Take the line that contains "For every instance of the shoreline" as the first line and the final line of the records as the last; return exactly those lines and the lines between.

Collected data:
—————
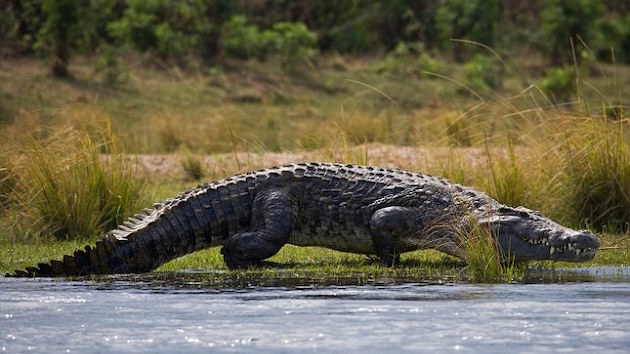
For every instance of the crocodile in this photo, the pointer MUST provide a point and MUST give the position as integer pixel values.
(350, 208)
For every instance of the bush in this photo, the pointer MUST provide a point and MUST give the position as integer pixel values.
(483, 73)
(559, 83)
(563, 21)
(242, 40)
(613, 35)
(474, 20)
(291, 43)
(109, 67)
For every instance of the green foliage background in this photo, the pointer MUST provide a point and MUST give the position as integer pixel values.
(209, 30)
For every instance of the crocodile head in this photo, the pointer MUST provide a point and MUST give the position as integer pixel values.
(525, 234)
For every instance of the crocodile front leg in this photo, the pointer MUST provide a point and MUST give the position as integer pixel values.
(388, 226)
(271, 226)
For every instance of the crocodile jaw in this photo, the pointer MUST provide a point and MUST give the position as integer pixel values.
(524, 235)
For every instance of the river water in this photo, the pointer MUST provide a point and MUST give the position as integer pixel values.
(573, 310)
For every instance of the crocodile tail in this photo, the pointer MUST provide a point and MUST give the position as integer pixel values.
(139, 245)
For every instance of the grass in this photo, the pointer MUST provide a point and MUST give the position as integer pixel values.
(572, 161)
(67, 188)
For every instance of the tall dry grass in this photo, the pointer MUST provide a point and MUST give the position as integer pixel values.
(73, 184)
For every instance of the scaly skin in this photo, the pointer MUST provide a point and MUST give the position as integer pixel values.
(351, 208)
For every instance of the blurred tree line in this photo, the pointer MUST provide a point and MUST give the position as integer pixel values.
(295, 31)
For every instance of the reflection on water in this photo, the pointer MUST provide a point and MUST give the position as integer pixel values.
(572, 309)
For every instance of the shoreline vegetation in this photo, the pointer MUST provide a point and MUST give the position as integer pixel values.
(93, 128)
(572, 161)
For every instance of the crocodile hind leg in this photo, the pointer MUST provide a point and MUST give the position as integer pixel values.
(271, 226)
(388, 226)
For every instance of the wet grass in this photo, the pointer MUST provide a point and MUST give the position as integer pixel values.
(571, 161)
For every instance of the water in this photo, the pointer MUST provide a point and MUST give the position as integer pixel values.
—————
### Response to this task:
For every instance of the shoreline vegetation in this photo, the pointer MUST provide a point and MUST give the position as integer pixel values.
(93, 128)
(572, 161)
For every instance of the crocodile hind leg in this photo, the pointer MUST provide a point and MUST give the position as integer pixel values.
(271, 226)
(388, 226)
For every instance of the wet grass in this photo, the pointer MUST provide a point and MUST give the position as integer pixel values.
(571, 161)
For every instance of the water in this photo, the pointer MUST provide a point and MUST give the position as integer pixel values.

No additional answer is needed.